■ Work instruction: Print all the records below, word for word and in full.

■ Data provided:
====

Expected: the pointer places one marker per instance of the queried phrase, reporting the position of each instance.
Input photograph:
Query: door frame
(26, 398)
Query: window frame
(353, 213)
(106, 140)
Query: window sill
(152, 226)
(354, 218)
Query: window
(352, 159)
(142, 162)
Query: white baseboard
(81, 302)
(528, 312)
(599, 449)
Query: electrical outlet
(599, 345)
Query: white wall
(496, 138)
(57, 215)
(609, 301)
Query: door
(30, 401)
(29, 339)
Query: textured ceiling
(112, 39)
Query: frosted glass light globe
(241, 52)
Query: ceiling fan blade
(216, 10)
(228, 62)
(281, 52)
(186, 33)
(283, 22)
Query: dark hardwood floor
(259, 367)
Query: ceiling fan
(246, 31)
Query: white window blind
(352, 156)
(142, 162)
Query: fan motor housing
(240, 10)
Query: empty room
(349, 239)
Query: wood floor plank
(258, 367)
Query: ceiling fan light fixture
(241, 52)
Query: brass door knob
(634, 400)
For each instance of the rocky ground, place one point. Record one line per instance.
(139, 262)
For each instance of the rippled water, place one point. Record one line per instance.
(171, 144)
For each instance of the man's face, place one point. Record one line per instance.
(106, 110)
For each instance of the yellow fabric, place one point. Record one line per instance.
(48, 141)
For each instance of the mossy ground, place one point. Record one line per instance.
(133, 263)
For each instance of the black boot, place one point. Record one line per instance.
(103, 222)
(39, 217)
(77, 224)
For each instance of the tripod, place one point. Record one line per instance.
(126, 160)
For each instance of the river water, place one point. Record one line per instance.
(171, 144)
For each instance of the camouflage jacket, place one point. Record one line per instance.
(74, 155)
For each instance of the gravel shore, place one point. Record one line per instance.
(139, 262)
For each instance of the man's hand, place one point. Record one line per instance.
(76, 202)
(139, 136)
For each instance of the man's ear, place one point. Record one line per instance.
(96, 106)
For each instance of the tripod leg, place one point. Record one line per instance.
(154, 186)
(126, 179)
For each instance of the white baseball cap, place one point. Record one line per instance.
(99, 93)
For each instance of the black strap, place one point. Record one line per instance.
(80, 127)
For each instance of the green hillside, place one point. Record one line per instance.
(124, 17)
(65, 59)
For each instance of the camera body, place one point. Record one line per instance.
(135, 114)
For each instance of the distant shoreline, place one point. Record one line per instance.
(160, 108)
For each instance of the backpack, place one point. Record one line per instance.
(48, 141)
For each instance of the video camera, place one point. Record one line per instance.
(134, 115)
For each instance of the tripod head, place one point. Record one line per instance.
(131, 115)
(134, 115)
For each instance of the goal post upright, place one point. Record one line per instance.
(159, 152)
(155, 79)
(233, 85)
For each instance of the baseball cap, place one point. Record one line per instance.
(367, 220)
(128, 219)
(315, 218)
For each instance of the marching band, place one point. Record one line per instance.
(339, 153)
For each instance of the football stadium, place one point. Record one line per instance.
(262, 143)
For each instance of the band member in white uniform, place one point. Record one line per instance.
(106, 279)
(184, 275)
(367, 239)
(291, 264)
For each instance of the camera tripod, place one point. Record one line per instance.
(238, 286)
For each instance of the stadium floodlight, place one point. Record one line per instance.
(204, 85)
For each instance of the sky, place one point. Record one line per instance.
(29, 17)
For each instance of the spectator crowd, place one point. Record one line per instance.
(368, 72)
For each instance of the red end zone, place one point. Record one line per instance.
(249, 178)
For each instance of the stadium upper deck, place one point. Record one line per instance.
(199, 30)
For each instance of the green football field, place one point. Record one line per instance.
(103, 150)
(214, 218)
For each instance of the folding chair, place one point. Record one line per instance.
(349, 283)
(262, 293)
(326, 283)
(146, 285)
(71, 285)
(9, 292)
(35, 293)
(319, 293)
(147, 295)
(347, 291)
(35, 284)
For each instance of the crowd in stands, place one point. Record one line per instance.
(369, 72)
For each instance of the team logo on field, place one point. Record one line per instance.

====

■ Result below:
Expected: the pointer places one marker per instance of the queried phrase, reporting the position of each instance.
Input photograph:
Query: door frame
(26, 398)
Query: window frame
(353, 213)
(106, 140)
Query: window sill
(152, 226)
(354, 218)
Query: window
(352, 159)
(142, 162)
Query: white baseboard
(81, 302)
(528, 312)
(599, 449)
Query: electrical outlet
(599, 345)
Query: white wall
(496, 138)
(57, 215)
(609, 301)
Query: door
(30, 401)
(29, 339)
Query: textured ceiling
(112, 39)
Query: frosted glass light globe
(241, 52)
Query: ceiling fan blade
(216, 10)
(228, 62)
(281, 52)
(186, 33)
(283, 22)
Query: dark hardwood floor
(259, 367)
Query: ceiling fan
(246, 31)
Query: white window blind
(352, 156)
(142, 162)
Query: fan motor housing
(240, 10)
Query: empty room
(349, 239)
Query: wood floor plank
(258, 367)
Query: ceiling fan light fixture
(241, 52)
Query: brass door knob
(634, 400)
For each instance of the rocky ground, place one point. Record one line per instance.
(139, 262)
For each instance of the rippled water, place one point. Record one line per instance.
(171, 144)
For each instance of the man's face, place one point. Record one line per instance.
(106, 110)
For each instance of the yellow fabric, place one point. Record one line per instance.
(48, 141)
For each instance of the mossy ground, place one point. Record one line per instance.
(133, 263)
For each instance of the black boot, place one point. Record one line per instance.
(103, 222)
(39, 217)
(77, 224)
For each instance of the tripod, place one point. Record one line per instance.
(126, 160)
For each instance of the river water, place one point. Record one line per instance.
(171, 144)
For each instance of the camouflage jacket, place one point. Record one line per instance.
(74, 155)
For each instance of the gravel shore, place one point. Record one line per instance.
(139, 262)
For each instance of the man's hand, place one point. Record one line per instance.
(76, 202)
(139, 136)
For each instance of the man's ear, place one point. Record one line per instance.
(96, 106)
For each instance of the tripod leg, place one point. Record one line per instance.
(154, 186)
(126, 179)
For each instance of the white baseball cap, place one point. Record one line per instance.
(99, 93)
For each instance of the black strap, place one point. Record one line per instance.
(80, 127)
For each instance of the green hillside, place one point. Record one line per instance.
(124, 17)
(65, 59)
For each instance of the camera body, place one point. Record one line per instance.
(135, 114)
For each instance of the distant shoreline, place one point. Record one line per instance.
(160, 108)
For each instance of the backpack, place one point. Record one line per instance.
(48, 141)
For each instance of the video camera, place one point. Record one line per instance.
(134, 115)
For each instance of the tripod head, place one point. Record one line per instance.
(131, 115)
(134, 115)
For each instance of the goal post upright, place one point. Record one line per instance.
(159, 152)
(155, 79)
(233, 85)
For each instance of the baseball cap, place one point. Record one line per instance.
(367, 220)
(128, 219)
(315, 218)
For each instance of the marching band, place one point. Record one line per instance.
(339, 153)
For each instance of the football stadium, place one point. Record one line per instance.
(262, 143)
For each instance of the band member in white uniform, place one point. Record one line per instance.
(106, 279)
(184, 275)
(367, 239)
(291, 264)
For each instance of the camera tripod, place one point. Record one line per instance.
(238, 286)
For each instance of the stadium floodlight, place one point. Record one line per instance.
(204, 85)
For each instance of the sky, place one point. Record one line per instance.
(29, 17)
For each instance of the spectator crowd, place one point. Record one line per instance.
(368, 72)
For each instance of the red end zone, place one point. Record one line per instance.
(249, 178)
For each instance of the stadium upper deck, place one point. Record one line per instance.
(199, 30)
For each instance of the green football field, place one point. Record one line per instance.
(103, 150)
(214, 218)
For each instance of the folding chair, place one point. Record one line per instance.
(349, 283)
(262, 293)
(326, 283)
(146, 285)
(71, 285)
(9, 292)
(35, 293)
(319, 293)
(147, 295)
(347, 291)
(35, 284)
For each instance of the crowd in stands, place one point. Record one line per instance.
(369, 72)
For each instance of the team logo on field, place one point. Record one line per instance.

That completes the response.